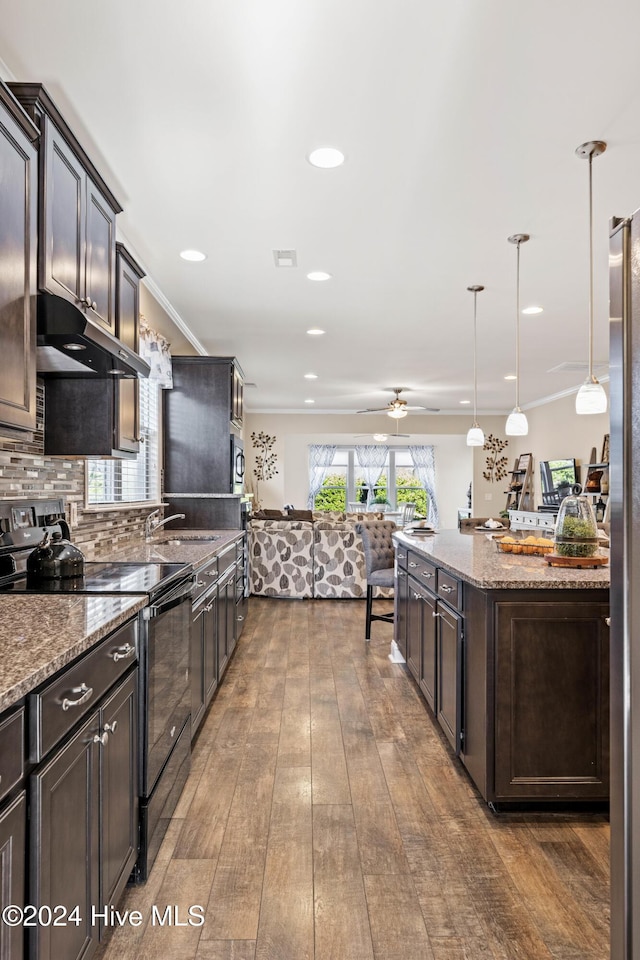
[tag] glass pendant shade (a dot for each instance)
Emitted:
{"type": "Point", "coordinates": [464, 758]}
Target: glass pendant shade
{"type": "Point", "coordinates": [517, 424]}
{"type": "Point", "coordinates": [591, 397]}
{"type": "Point", "coordinates": [475, 436]}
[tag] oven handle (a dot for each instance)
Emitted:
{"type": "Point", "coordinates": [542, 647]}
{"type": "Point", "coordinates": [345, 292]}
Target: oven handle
{"type": "Point", "coordinates": [178, 595]}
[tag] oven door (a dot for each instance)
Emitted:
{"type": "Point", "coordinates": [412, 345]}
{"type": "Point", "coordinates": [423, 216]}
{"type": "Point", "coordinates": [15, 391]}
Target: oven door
{"type": "Point", "coordinates": [166, 692]}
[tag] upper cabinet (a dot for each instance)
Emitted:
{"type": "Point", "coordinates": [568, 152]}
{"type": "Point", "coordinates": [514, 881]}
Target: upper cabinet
{"type": "Point", "coordinates": [127, 406]}
{"type": "Point", "coordinates": [18, 246]}
{"type": "Point", "coordinates": [77, 230]}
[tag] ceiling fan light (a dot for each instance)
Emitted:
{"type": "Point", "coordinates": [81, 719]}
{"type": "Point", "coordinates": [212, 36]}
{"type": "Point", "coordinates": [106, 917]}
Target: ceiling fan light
{"type": "Point", "coordinates": [591, 397]}
{"type": "Point", "coordinates": [475, 436]}
{"type": "Point", "coordinates": [517, 424]}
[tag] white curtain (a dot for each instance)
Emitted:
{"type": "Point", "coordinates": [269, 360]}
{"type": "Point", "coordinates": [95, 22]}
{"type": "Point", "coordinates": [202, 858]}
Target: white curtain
{"type": "Point", "coordinates": [424, 462]}
{"type": "Point", "coordinates": [154, 348]}
{"type": "Point", "coordinates": [371, 457]}
{"type": "Point", "coordinates": [320, 459]}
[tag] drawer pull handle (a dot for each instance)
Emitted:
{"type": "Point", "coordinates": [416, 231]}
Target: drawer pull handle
{"type": "Point", "coordinates": [85, 693]}
{"type": "Point", "coordinates": [123, 653]}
************
ASSIGNMENT: Where the data contains images, drop them and print the rest exactly.

TASK ANSWER:
[tag] glass pendant shade (a dot for each instance)
Emitted:
{"type": "Point", "coordinates": [464, 758]}
Target: glass pendant shade
{"type": "Point", "coordinates": [517, 424]}
{"type": "Point", "coordinates": [591, 397]}
{"type": "Point", "coordinates": [475, 436]}
[tag] oven handle (a dot for each instance)
Emitted:
{"type": "Point", "coordinates": [542, 647]}
{"type": "Point", "coordinates": [345, 292]}
Target: oven handle
{"type": "Point", "coordinates": [178, 595]}
[tag] oven door (a dot for each instance)
Emitted:
{"type": "Point", "coordinates": [412, 345]}
{"type": "Point", "coordinates": [423, 216]}
{"type": "Point", "coordinates": [15, 391]}
Target: oven door
{"type": "Point", "coordinates": [166, 692]}
[tag] upper cabinet (a dot for each instance)
Emitted:
{"type": "Point", "coordinates": [568, 152]}
{"type": "Point", "coordinates": [514, 881]}
Target: upper cabinet
{"type": "Point", "coordinates": [127, 406]}
{"type": "Point", "coordinates": [18, 246]}
{"type": "Point", "coordinates": [77, 230]}
[tag] ceiling fan light (a dot for each instance)
Emitted:
{"type": "Point", "coordinates": [81, 719]}
{"type": "Point", "coordinates": [212, 36]}
{"type": "Point", "coordinates": [106, 917]}
Target: ceiling fan light
{"type": "Point", "coordinates": [591, 397]}
{"type": "Point", "coordinates": [475, 436]}
{"type": "Point", "coordinates": [517, 424]}
[tag] white curtain (a dot for each instance)
Emitted:
{"type": "Point", "coordinates": [269, 360]}
{"type": "Point", "coordinates": [95, 22]}
{"type": "Point", "coordinates": [202, 858]}
Target: white curtain
{"type": "Point", "coordinates": [424, 462]}
{"type": "Point", "coordinates": [154, 348]}
{"type": "Point", "coordinates": [371, 457]}
{"type": "Point", "coordinates": [320, 459]}
[tag] drawer pull handle (a dot for each instance)
Emitted:
{"type": "Point", "coordinates": [416, 231]}
Target: drawer pull handle
{"type": "Point", "coordinates": [85, 693]}
{"type": "Point", "coordinates": [123, 653]}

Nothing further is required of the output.